### Reading passage
Earlier this month, Team BodyArchitecture participated in the Valero MS Ride to the River. We covered 163 very hilly miles---100 of them in one day! Needless to say, we had some pretty tired legs and we were looking forward to some serious recovery. For me, that included an intense, 90-minute combination deep tissue/sports massage.
It took me a long time to be able to justify massage as a legitimate form of recovery rather than just an indulgent way to pamper myself. Let’s face it—telling someone (like your spouse) that you are getting a “sports massage,” sounds suspiciously like code for “spa day.” But when my chiropractor, miracle worker Dr. Tripp Puhl recommended that I visit Celeste Stuart at Back to Wellness-Therapeutic Massage as part of my training and recovery process, I figured it must be legit—and I was right!
To be clear, I’m not talking about a luxurious back rub in a room filled with candles and aromatherapy (although I guess you could incorporate those things). I’m talking about a deep (and not gonna’ lie---sometimes uncomfortable) manipulation of muscles and tissue to increase blood flow, address issues like pinched nerves, loosen fascia, and get the body moving freely once again. It’s been so beneficial that when I’m gearing up for any big event, it’s as much a part of my routine as my workouts and nutrition.

### Instructions
[A] Reproduce word for word the part of the post about sports massage that opens with the words containing "It took me a" and closes with "I was right!".
[B] Render this sentence from the post about sports massage in Spanish: "Needless to say, we had some pretty tired legs and we were looking forward to some serious recovery."
[C] Write what comes next in the post about sports massage as recovery, picking up after its last sentence.

### Recorded data

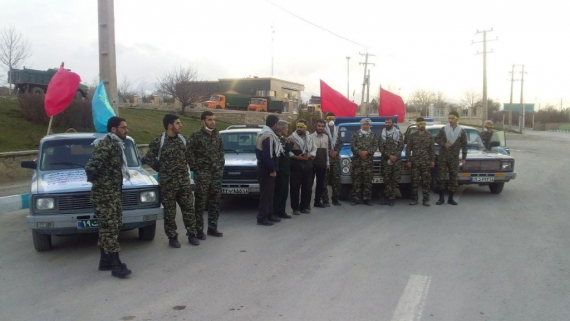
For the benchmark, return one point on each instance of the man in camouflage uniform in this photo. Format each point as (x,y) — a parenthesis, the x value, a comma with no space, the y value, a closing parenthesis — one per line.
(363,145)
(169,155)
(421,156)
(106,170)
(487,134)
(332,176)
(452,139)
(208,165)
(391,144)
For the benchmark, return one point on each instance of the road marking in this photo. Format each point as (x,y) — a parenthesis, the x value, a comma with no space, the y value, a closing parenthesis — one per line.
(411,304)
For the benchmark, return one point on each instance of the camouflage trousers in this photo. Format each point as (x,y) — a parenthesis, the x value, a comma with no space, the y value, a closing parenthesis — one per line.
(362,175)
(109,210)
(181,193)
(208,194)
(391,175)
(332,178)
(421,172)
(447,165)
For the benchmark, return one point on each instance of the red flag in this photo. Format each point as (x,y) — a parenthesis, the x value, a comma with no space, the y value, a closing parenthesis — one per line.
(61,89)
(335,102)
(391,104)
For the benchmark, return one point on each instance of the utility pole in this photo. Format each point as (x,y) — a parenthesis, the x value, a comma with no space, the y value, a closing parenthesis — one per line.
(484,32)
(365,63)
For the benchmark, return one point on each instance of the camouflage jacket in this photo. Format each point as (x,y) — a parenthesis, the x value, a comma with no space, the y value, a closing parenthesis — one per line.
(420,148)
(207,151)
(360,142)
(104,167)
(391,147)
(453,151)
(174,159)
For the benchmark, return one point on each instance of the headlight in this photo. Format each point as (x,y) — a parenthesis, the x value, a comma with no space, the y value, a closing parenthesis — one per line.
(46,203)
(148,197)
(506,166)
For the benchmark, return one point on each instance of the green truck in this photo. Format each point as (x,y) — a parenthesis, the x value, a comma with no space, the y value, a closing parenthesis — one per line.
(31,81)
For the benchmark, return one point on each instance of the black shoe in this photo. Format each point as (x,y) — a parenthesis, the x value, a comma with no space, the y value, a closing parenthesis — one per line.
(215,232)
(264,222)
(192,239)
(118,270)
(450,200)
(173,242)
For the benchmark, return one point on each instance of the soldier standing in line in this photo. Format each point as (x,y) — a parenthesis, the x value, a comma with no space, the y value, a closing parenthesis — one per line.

### Exercise responses
[A]
It took me a long time to be able to justify massage as a legitimate form of recovery rather than just an indulgent way to pamper myself. Let’s face it—telling someone (like your spouse) that you are getting a “sports massage,” sounds suspiciously like code for “spa day.” But when my chiropractor, miracle worker Dr. Tripp Puhl recommended that I visit Celeste Stuart at Back to Wellness-Therapeutic Massage as part of my training and recovery process, I figured it must be legit—and I was right!

[B] Huelga decir que teníamos las piernas bastante cansadas y que estábamos deseando una recuperación en serio.

[C]
We asked Celeste to elaborate on the benefits of massage for athletes (or anyone for that matter) and explain why it is an integral part of a health and fitness regimen.
BA: What type of techniques do you find are most effective for helping athletes perform and recover?
CS: I practice several modalities of massage therapy and incorporate them into my client’s therapeutic needs. The three I use the most are deep tissue, trigger point, and active release therapy. These are essential for helping the body move more freely and with less pain and discomfort.
BA: What are some of the benefits of massage for athletes?
CS: According to the American Massage Therapy Institute, massage acts to improve performance, reduce pain, prevent injury, encourage focus, and shorten recovery time. It basically involves two types of responses: a mechanical response as a result of the pressure and movement, and a reflex response where the nerves respond to the stimulation. Massage increases the blood flow to the muscles to help speed healing by flushing out the metabolic waste. Beyond the physical benefits, it can also give the athlete a chance for mind/body reconnection, as well as time to decompress.
BA: Describe the difference in a sports or deep tissue massage versus a massage for relaxation.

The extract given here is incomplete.